#### Your task:
Please copy the rows word for word, starting at the line that contains "on the woman's" and ending at the last of the rows below.

#### Working data:
━━━

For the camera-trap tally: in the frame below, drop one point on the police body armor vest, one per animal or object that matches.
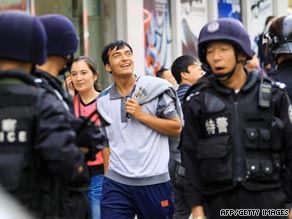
(241, 143)
(19, 100)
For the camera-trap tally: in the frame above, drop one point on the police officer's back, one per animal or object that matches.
(237, 136)
(37, 143)
(277, 40)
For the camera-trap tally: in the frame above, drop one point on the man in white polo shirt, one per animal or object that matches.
(144, 114)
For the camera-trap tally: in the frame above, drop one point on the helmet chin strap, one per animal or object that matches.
(228, 75)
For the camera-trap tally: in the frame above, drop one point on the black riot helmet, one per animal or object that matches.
(22, 37)
(277, 37)
(62, 37)
(224, 29)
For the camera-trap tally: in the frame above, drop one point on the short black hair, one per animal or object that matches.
(181, 64)
(118, 44)
(160, 72)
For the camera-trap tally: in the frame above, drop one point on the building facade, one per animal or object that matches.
(158, 30)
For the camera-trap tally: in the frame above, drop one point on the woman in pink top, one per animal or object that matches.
(84, 79)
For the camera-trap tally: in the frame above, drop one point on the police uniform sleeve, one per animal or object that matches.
(189, 146)
(55, 142)
(283, 110)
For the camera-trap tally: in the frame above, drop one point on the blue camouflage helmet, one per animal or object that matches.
(224, 29)
(22, 37)
(277, 37)
(61, 33)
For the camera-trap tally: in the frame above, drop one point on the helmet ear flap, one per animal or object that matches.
(30, 45)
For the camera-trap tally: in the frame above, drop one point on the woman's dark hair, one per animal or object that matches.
(92, 66)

━━━

#### The response:
For the camera-trap tally: in the frame above, drop one point on the woman's dark hair, one per animal or object that matches.
(92, 66)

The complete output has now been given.